Questions on the material
1. According to the text on Spain's economy and its legal sector, which city is becoming a new hub for startups in new technologies and biomedical services?
2. Continue the text on Spain's economy and its legal sector from where it stops.

Excerpted text
Spain’s economy is rising up again, with a GDP increase of a 0.8 percent during its second quarter, in line with the first quarter. This is causing a huge impact in firms where areas of practice such as M&A and real estate are being decisive again. However, there is a change that needs to be underlined: while in the past the main transactions were around industrial investments or in the financial sector, the new economy is gaining weight.
This July, normally a hectic period of the year in the region because transactions are normally targeted to be closed by the last day of the month, the main transactions closed in firms have taken place in the bioMed sector and relate to a digital device for the health care industry. This new industry has indeed had an impact on the legal institutions, since business is mainly based on a new means of building trust through licensing agreements and not on the grounds of traditional ownership concepts.
Barcelona is becoming a new hub for startups in the sector of the new technologies and biomedical services. The former are reshaping different sectors that have traditionally been very conservative, such as the education field: online education opens a window to mitigate global inequality that should be spurred and promoted by governments. The two transactions referred to above were precisely in these two fields: long hours dedicated to analyze the legal framework and how to grant certainty to the parties involved—and legal certainty was finally gained with license agreements and contracts that innovated the relationship among partners.
As Steven Wiseman says in his book, The Great Tradeoff: Confronting Moral Conflicts in the Era of Globalization, the legal sector will have to review institutions in order to grant legal certainty and grounds for building trust in this new economy.

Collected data
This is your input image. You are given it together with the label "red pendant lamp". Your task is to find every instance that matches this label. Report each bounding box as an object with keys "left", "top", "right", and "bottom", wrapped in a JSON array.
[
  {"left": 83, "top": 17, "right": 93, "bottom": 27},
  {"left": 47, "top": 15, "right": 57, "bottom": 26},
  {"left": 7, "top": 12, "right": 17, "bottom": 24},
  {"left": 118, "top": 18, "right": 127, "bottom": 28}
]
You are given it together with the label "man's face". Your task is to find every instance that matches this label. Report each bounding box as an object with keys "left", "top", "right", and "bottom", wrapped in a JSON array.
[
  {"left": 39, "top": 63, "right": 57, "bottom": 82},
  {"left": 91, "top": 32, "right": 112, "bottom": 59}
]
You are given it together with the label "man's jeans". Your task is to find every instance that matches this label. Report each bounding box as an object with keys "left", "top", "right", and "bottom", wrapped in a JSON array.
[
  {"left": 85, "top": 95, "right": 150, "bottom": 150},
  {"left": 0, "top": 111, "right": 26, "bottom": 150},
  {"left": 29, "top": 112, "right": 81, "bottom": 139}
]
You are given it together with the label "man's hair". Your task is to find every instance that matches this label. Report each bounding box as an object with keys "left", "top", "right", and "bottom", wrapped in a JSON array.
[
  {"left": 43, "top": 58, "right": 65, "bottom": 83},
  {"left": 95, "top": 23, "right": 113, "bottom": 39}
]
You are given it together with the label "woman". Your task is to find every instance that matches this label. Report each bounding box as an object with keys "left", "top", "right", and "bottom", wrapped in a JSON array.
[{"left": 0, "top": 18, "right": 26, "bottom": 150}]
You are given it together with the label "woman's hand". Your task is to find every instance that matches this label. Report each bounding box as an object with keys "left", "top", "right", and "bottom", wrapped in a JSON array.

Expected outputs
1. Barcelona.

2.
From the public sector to the new cooperative private businesses, we will have to review the traditional legal institutions. Furthermore, the analysis shall embrace the traditional institutions and how to make them compatible with those newly created.
Globalization is indeed impacting the manner in which many organize and, obviously, the rules of this new world. Digitalization is key to make these new trends feasible and compatible; the legal sector needs to update its institutions and firms need to reshape their organization to keep providing their clients with the legal certainty they seek and need. Legal certainty is surely the value that suffers the most in a changing world: how to ensure today that a certain business model under current regulations will be legally safe tomorrow?
Firms must at least advance in the sector of digitalization to grant clients a formal clarity in their business. This is what the month of July has been proven: having to integrate new licensing products and new contracts in order to adapt the business to these legal needs and market requests. Digitalization must be seen not only as a means to update organizations, but a clear need to keep close to clients’ needs as well as new ways to do business and work with third parties: Spain must adapt to their new ways of approaching business and approaching commercial opportunities.